▶ **PROBLEM DETAILS**
Return the data below exactly as given, except for the images.

↓

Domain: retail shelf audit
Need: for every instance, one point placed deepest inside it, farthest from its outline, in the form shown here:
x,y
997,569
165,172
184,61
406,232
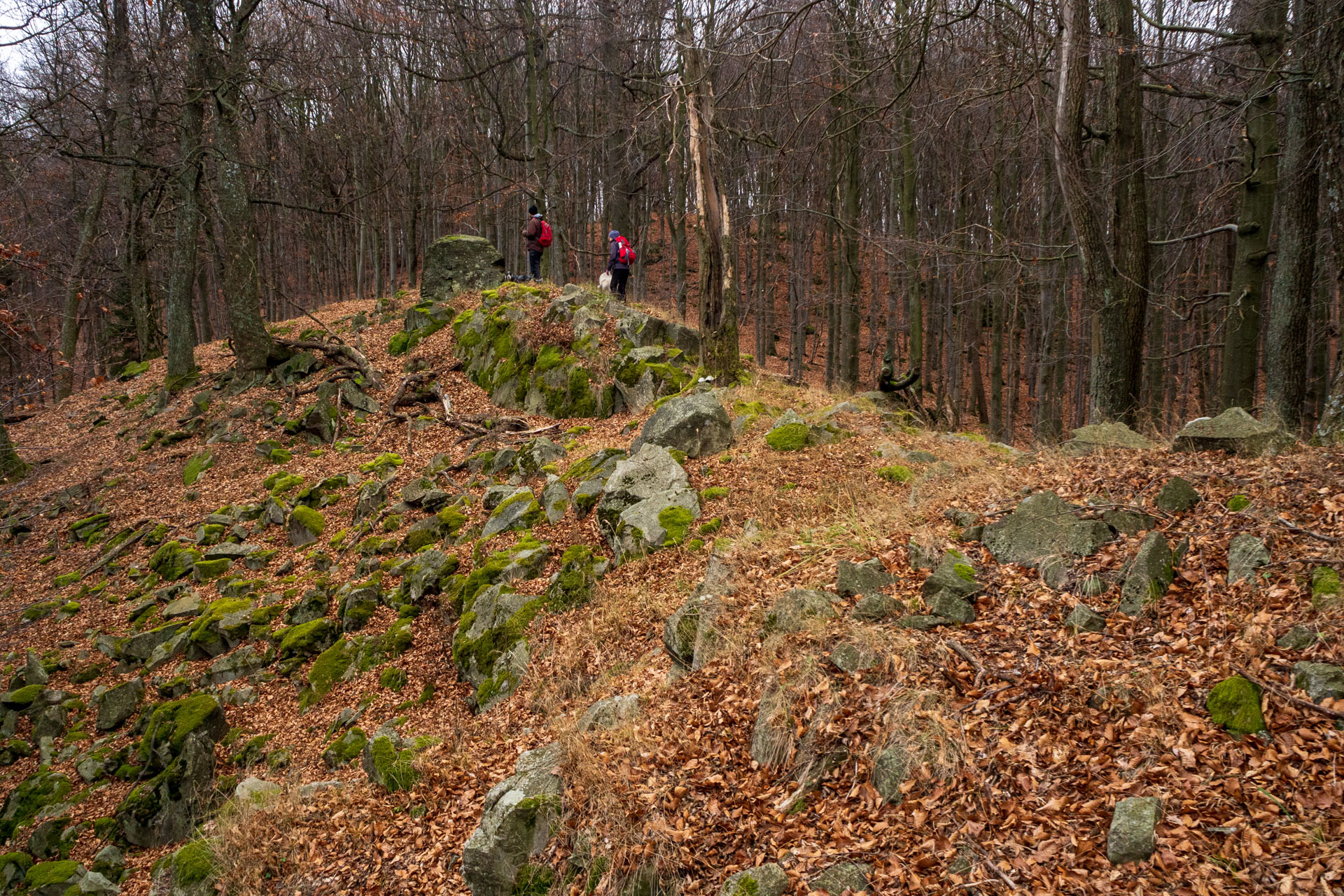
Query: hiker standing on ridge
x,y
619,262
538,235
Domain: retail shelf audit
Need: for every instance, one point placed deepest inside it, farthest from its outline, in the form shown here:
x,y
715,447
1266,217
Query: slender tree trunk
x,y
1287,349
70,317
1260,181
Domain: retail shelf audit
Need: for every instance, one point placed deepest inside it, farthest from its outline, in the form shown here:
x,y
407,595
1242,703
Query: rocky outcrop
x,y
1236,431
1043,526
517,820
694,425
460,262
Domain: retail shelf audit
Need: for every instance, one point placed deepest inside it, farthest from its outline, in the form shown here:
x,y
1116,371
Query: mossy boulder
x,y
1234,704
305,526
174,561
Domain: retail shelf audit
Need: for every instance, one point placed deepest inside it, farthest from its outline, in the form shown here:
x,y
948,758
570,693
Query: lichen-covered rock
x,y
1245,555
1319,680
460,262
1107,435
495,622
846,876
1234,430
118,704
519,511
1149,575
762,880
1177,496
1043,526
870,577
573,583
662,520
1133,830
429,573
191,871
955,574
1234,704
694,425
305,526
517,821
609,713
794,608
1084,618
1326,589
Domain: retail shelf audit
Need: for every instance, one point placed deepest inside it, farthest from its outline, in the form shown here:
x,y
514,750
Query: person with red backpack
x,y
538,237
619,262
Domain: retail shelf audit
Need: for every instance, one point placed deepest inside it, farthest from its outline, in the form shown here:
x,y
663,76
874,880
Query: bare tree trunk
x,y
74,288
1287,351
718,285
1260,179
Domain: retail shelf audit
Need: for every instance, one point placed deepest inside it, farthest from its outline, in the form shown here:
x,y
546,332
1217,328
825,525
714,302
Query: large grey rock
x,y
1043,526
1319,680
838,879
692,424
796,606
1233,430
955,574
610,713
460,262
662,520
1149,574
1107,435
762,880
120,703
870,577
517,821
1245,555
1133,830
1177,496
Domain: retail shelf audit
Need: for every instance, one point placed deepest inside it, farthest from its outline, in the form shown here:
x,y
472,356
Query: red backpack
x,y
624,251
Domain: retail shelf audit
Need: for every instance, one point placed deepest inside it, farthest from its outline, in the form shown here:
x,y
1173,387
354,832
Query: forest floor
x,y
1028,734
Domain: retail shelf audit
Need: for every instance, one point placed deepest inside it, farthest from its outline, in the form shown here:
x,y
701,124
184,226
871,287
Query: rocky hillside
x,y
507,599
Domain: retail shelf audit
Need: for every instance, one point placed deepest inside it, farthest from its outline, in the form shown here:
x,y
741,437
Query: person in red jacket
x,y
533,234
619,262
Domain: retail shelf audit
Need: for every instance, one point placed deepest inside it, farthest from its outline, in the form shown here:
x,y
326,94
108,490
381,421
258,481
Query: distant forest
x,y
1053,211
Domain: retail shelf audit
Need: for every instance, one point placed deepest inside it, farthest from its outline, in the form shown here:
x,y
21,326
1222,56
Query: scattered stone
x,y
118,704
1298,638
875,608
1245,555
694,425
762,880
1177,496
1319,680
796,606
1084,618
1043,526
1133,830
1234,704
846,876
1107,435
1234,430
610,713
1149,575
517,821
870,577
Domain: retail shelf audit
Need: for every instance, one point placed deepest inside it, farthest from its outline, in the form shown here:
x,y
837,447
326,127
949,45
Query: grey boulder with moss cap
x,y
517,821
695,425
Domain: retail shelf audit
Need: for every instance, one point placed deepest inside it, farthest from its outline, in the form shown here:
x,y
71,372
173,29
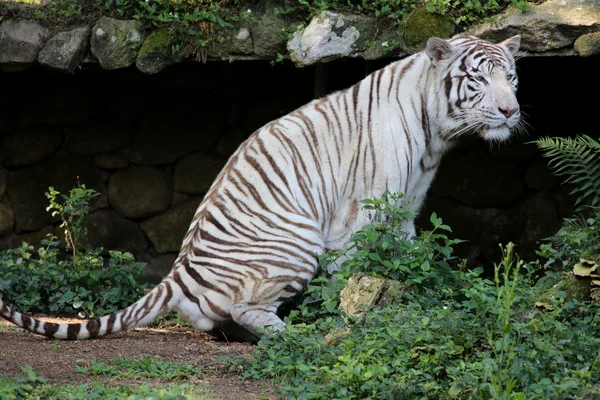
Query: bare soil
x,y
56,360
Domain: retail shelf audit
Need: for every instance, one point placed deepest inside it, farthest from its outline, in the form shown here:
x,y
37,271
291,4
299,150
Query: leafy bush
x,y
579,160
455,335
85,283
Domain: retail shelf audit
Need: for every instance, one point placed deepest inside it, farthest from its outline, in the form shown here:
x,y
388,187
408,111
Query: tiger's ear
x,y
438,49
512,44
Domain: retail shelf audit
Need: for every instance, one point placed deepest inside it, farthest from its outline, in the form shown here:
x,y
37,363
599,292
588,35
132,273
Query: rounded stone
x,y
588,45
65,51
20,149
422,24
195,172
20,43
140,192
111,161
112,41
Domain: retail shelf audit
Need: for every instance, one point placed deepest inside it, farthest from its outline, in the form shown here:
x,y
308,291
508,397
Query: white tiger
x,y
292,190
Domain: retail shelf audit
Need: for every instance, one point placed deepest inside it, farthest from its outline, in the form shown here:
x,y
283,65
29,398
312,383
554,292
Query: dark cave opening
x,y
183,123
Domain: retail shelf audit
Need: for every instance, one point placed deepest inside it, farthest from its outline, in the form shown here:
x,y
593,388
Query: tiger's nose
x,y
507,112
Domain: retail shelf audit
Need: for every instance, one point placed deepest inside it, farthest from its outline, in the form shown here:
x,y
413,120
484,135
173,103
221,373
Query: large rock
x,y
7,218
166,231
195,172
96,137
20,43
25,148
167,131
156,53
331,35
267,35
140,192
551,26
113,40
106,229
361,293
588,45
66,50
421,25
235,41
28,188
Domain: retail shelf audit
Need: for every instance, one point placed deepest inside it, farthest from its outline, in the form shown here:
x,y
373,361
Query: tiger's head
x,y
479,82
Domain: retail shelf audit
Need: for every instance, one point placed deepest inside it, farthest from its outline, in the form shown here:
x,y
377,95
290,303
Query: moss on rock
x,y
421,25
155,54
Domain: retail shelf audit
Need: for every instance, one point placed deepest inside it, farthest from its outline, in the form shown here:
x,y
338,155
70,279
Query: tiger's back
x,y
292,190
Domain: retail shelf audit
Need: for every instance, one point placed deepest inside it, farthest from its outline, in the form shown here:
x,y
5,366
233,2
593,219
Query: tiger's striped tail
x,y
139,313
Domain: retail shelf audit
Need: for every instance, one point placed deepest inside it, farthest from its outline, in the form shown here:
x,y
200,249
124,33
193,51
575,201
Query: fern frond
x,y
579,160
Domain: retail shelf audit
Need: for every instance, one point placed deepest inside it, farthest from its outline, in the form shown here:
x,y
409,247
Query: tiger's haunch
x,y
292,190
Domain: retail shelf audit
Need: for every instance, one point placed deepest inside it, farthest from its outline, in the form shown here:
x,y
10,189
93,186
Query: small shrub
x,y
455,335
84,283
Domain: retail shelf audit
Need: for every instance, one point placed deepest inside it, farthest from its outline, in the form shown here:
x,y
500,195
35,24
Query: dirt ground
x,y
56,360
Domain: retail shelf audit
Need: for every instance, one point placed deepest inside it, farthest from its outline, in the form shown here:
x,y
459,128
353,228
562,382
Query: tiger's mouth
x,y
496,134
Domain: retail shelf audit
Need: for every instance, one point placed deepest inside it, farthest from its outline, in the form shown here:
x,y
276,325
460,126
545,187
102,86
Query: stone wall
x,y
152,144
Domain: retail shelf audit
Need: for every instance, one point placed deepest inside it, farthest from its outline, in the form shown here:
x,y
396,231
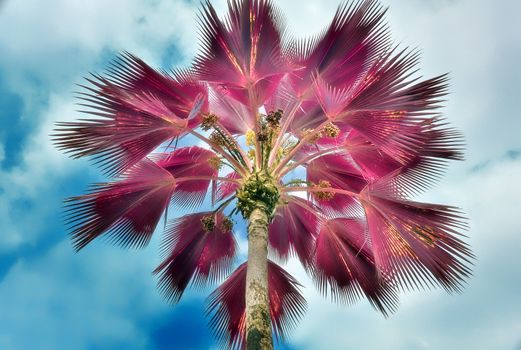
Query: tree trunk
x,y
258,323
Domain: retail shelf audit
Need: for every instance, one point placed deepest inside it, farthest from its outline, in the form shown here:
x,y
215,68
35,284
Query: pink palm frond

↑

▶ **OUTPUT FOR THIS EXERCISE**
Domain: retail shelf audit
Need: for every instance, one point placed deepest inside it, farthest from its outline, in the form shown here:
x,y
997,569
165,172
184,61
406,232
Query: hiker standing on ridge
x,y
619,262
538,235
Domain: retail shelf audit
Need: for every instance, one point placed deepest inside it, farthest from its outline, in the form shown here:
x,y
715,447
1266,217
Query: slender tree trunk
x,y
1287,349
70,317
1260,181
Domain: retail shelf audit
Need: for every instance, one point placed deepest inside it, farthest from its outline, in the form shown here:
x,y
407,595
1242,703
Query: rocky outcrop
x,y
1236,431
1043,526
517,820
694,425
460,262
Domain: retail shelf audit
Need: for every instance, one point placed deepest inside it, farthest from its outline, in the form shown here:
x,y
1116,371
Query: mossy boulder
x,y
1234,704
305,526
174,561
Domain: retail shelf audit
Need: for every instance, one point placed deepest inside it, farthest from its outline, in the form shown here:
x,y
948,758
570,693
Query: lichen-covered rock
x,y
1245,555
1319,680
460,262
1107,435
495,622
846,876
1234,430
118,704
519,511
1149,575
762,880
1177,496
1043,526
870,577
573,583
662,520
1133,830
429,573
191,871
955,574
1234,704
694,425
305,526
517,821
609,713
794,608
1084,618
1326,589
Domain: retail shelf audit
Need: for every instance, one point placed deepest inside it, farthest from its outline, in the form shown here:
x,y
514,750
Query: person with red backpack
x,y
538,237
619,262
Domain: retail shelf audit
Need: for every instance, one point placed deepest inside it, farthest from its outline, in the form shown here:
x,y
663,76
874,880
Query: bare tree trunk
x,y
74,288
1287,351
718,285
1260,179
Domain: retail shelf audit
Need: for every instance, one point placed deepest inside it, farthest from its outline, in the form shown here:
x,y
546,332
1217,328
825,525
714,302
Query: large grey rock
x,y
1043,526
1319,680
838,879
692,424
796,606
1233,430
955,574
610,713
460,262
662,520
1149,574
1107,435
762,880
120,703
870,577
517,821
1245,555
1133,830
1177,496
Domain: retail shelf audit
Need: for every instance, one point placed deepest inside it, farthest from its outline, in the form shown here:
x,y
472,356
Query: red backpack
x,y
624,251
Domain: retail shelf audit
Need: for every instance, one point placed deepest inside it, farthest from its outline, in the form shown here:
x,y
1173,387
354,832
Query: forest floor
x,y
1028,734
Domain: retail shelf audit
Need: for every instance, one point placed deepest inside it, farthest from its outline, in the form shown here:
x,y
701,124
184,226
871,287
Query: rocky hillside
x,y
507,599
Domain: retail shelf audit
Need: for every instance, one point placed deepest inside it, farthest from its outline, in the form shown here:
x,y
741,437
Query: person in red jacket
x,y
533,234
619,262
Domain: retail shelf audit
Need: for every instance, one point placed deepest inside it, farthest from its outline, in the form shown here:
x,y
326,94
108,490
381,421
258,481
Query: distant forest
x,y
1053,211
Domain: retail shelf audit
Need: for every instance, one point placed deepest inside it, farthest from its outline, in the form shown here:
x,y
21,326
1222,56
Query: scattered stone
x,y
118,704
1298,638
875,608
1245,555
694,425
762,880
1177,496
1319,680
796,606
1084,618
1043,526
1133,830
1234,704
846,876
1107,435
1234,430
610,713
1149,575
517,821
870,577
Domain: retail shelf audit
Need: for every instance, one point placed deepest inside it, farthest from its outline, in the form shown here:
x,y
837,447
326,127
949,45
Query: grey boulder with moss cap
x,y
517,821
695,425
Domain: retail shelf audit
Need: for every instance, one point placed deepest inside it, farthest from its outline, in the form shown here:
x,y
71,372
173,29
Query: bare soil
x,y
56,360
Domain: retail shelf audit
Need: for every instance, one point placed deepest inside it, farthest from its outline, in the form shown here:
x,y
37,271
291,4
299,150
Query: leafy bush
x,y
579,160
455,335
85,283
Domain: retail shelf audit
Need: for every instance, one point placed deepest inside it, farthest from its outline, in the form shown here:
x,y
388,187
408,111
Query: tiger's ear
x,y
438,49
512,44
Domain: retail shelf audit
Need: for every instance, one point placed deepest inside it, farthest from its outline, in the form shown here:
x,y
37,363
599,292
588,35
132,273
Query: rounded stone
x,y
588,45
65,51
20,149
422,24
195,172
20,43
140,192
111,161
112,41
Domain: retail shelf audit
Need: for every instance, one point placed deepest inside it, farthest from its outline, in the form shown here:
x,y
308,291
508,397
Query: white tiger
x,y
292,190
Domain: retail shelf audit
Need: for every instance, one point placed deepest inside it, farthest from its outline, in the form shown here:
x,y
283,65
29,398
312,383
554,292
Query: dark cave opening
x,y
183,123
Domain: retail shelf audit
Need: for every instance, one point placed deepest inside it, farthest from its outline, in the form shown here:
x,y
593,388
Query: tiger's nose
x,y
507,112
Domain: retail shelf audit
Need: for every instance, one point placed deepest inside it, farthest from its outline, in the form shown here:
x,y
413,120
484,135
173,103
221,373
Query: large rock
x,y
7,218
166,231
195,172
96,137
20,43
25,148
167,131
156,53
331,35
267,35
140,192
551,26
113,40
106,229
361,293
588,45
66,50
421,25
235,41
28,188
Domain: retail shelf audit
Need: for every instance, one point placed deepest inside it, farthest from its outline, in the form shown here:
x,y
373,361
Query: tiger's head
x,y
479,82
Domain: retail shelf audit
Need: for every instance, one point placed deepest inside it, farthest from its outline, in the form shown here:
x,y
377,95
290,303
Query: moss on rock
x,y
421,25
155,54
Domain: retail shelf audit
Need: for every instance, one point placed deepest inside it, farthest from its outline, in the form shown here:
x,y
338,155
70,279
Query: tiger's back
x,y
292,190
Domain: retail shelf audit
Need: for every instance, one point placed deepest inside it, farthest from its outline, in the form shown here:
x,y
5,366
233,2
593,219
Query: tiger's striped tail
x,y
139,313
Domain: retail shelf audit
Need: for every instance, one point placed deepest inside it, farthest from its outline, in the form shown here:
x,y
200,249
124,33
193,51
575,201
Query: fern frond
x,y
579,160
Domain: retail shelf audit
Need: for every instance, one point placed deepest inside it, farthest from its outline, in the form shown here:
x,y
409,247
Query: tiger's haunch
x,y
292,190
Domain: retail shelf audit
Need: for every instance, one point placed deepest inside it, farthest from its outline, in the form shown here:
x,y
10,189
93,186
Query: small shrub
x,y
455,335
84,283
Domain: retail shelf audit
Need: for every instance, one point placed deepest inside it, farthest from its outline, in the form shown here:
x,y
500,195
35,24
Query: dirt ground
x,y
56,360
Domain: retail shelf audit
Need: for every instance, one point placed deepest inside it, farthest from its outline, in the form shown here:
x,y
459,128
353,228
562,382
Query: tiger's mouth
x,y
496,134
Domain: retail shelf audit
Need: for every instance, one point placed deepest inside it, farthest from its outline, in the form shown here:
x,y
276,325
460,126
545,187
102,86
Query: stone wall
x,y
152,144
Domain: retail shelf audit
Need: for every instance, one point placed deepest inside it, farthest from its outline, in the form shown here:
x,y
396,231
Query: tree trunk
x,y
258,323
Domain: retail shelf audit
Need: for every instance, one point placed deepest inside it, farthest from its outline, in the form shown here:
x,y
215,68
35,284
Query: pink palm frond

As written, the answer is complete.